(Rows from a point labeling set)

▼▼▼

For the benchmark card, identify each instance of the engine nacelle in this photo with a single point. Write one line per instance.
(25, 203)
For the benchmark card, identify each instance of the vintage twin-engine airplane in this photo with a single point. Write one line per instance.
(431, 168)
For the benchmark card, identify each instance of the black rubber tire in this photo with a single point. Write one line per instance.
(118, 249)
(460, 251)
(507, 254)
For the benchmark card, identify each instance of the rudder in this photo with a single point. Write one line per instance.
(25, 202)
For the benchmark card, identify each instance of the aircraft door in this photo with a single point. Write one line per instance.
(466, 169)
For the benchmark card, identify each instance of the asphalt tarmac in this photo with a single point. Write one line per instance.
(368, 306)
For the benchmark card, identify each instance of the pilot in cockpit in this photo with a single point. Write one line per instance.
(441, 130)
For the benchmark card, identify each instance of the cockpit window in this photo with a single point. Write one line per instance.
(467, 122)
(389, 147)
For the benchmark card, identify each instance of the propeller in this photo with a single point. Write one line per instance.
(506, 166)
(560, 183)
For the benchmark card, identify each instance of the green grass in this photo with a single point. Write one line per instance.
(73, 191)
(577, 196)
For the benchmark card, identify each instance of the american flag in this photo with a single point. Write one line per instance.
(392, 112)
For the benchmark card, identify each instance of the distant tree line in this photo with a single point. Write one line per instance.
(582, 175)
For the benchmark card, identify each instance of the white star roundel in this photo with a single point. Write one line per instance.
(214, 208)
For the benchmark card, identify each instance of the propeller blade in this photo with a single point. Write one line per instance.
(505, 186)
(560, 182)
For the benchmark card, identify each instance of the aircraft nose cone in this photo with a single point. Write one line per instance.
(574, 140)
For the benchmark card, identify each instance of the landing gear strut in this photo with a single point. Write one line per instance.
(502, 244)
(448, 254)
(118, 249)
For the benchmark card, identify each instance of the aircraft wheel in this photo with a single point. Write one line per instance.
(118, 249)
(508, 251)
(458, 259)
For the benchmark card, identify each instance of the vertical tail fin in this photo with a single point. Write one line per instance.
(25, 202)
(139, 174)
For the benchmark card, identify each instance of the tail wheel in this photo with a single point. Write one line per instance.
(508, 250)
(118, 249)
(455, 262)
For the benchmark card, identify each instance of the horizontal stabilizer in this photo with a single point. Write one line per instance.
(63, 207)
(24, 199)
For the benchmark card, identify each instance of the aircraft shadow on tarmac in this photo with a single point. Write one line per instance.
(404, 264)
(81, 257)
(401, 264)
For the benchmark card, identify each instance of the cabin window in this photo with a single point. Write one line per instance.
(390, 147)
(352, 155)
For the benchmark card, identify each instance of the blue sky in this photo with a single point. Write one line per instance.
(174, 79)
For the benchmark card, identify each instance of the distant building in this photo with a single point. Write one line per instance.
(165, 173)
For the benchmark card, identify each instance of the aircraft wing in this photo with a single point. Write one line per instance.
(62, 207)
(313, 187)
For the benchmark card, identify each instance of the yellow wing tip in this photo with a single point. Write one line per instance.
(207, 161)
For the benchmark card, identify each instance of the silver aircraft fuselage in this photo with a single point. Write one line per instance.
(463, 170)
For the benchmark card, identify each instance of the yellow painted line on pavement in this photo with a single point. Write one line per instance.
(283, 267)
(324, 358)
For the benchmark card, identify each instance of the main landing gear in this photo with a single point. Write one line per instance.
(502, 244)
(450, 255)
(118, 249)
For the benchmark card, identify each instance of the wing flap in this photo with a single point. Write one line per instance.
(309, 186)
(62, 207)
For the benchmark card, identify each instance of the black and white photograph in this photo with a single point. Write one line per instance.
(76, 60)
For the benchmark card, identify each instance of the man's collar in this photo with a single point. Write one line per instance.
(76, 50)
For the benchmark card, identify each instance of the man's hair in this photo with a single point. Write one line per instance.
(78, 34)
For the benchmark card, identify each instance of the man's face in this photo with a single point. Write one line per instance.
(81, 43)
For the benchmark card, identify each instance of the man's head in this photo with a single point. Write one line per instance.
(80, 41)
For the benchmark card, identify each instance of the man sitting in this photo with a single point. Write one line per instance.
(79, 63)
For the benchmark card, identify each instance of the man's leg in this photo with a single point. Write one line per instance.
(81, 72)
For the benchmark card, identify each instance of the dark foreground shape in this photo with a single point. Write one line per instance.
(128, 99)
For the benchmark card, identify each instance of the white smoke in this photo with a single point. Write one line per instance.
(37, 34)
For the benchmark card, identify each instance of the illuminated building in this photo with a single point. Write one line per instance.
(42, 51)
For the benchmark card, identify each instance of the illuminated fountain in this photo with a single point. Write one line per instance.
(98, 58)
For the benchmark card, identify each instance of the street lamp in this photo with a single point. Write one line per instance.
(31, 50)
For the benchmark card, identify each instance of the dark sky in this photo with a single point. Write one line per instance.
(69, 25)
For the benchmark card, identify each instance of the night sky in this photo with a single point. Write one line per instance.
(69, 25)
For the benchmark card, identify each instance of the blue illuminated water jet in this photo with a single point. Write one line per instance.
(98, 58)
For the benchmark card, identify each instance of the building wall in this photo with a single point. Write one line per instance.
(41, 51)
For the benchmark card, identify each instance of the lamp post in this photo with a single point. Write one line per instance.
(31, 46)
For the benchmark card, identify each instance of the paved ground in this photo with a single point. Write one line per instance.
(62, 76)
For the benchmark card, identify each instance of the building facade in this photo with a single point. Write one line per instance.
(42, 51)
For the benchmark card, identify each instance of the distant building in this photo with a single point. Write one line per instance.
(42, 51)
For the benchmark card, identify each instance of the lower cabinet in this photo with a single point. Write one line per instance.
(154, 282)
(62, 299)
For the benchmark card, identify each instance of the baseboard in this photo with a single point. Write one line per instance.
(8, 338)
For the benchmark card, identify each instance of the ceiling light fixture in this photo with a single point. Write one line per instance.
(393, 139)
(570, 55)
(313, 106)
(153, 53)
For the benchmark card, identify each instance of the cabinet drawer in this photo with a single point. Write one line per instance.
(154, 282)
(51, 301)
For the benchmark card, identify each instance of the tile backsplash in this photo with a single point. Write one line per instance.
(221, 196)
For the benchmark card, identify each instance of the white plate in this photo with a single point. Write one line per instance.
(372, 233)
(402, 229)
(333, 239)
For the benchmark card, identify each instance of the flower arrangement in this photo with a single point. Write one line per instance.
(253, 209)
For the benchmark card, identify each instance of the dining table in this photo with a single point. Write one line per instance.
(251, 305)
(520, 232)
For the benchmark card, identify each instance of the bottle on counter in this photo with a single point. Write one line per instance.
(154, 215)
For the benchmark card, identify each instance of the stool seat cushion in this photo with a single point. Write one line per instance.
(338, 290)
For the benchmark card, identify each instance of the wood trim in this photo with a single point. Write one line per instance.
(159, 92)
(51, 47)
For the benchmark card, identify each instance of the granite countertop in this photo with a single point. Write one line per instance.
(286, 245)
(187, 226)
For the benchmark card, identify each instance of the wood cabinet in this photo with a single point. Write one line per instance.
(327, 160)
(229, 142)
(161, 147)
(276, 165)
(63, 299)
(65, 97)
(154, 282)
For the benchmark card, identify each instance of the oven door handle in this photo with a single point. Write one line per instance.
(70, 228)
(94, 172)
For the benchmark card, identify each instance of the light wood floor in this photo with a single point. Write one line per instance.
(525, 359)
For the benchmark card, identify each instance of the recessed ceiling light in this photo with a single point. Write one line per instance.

▲▲▲

→ Work instructions: Copy the rows word for word, from the line containing "the wood cabinet" through the last line of the rows, including both ends.

→ Answer for the task:
For the benchmark card, identify each instance of the wood cabinet in this photo with a single point. Write one line per instance.
(327, 160)
(229, 142)
(161, 147)
(276, 165)
(63, 299)
(65, 97)
(154, 282)
For the benchmark card, identify each instance of the oven door handle in this photo with a single point. Write one line per instance.
(70, 228)
(94, 172)
For the benchmark card, identify each instance of the light wood floor in this photo with a single point. Write one line per instance.
(525, 359)
For the benchmark card, identify each instance of the recessed ceiling light in this photo with a single point. Write one line per instance.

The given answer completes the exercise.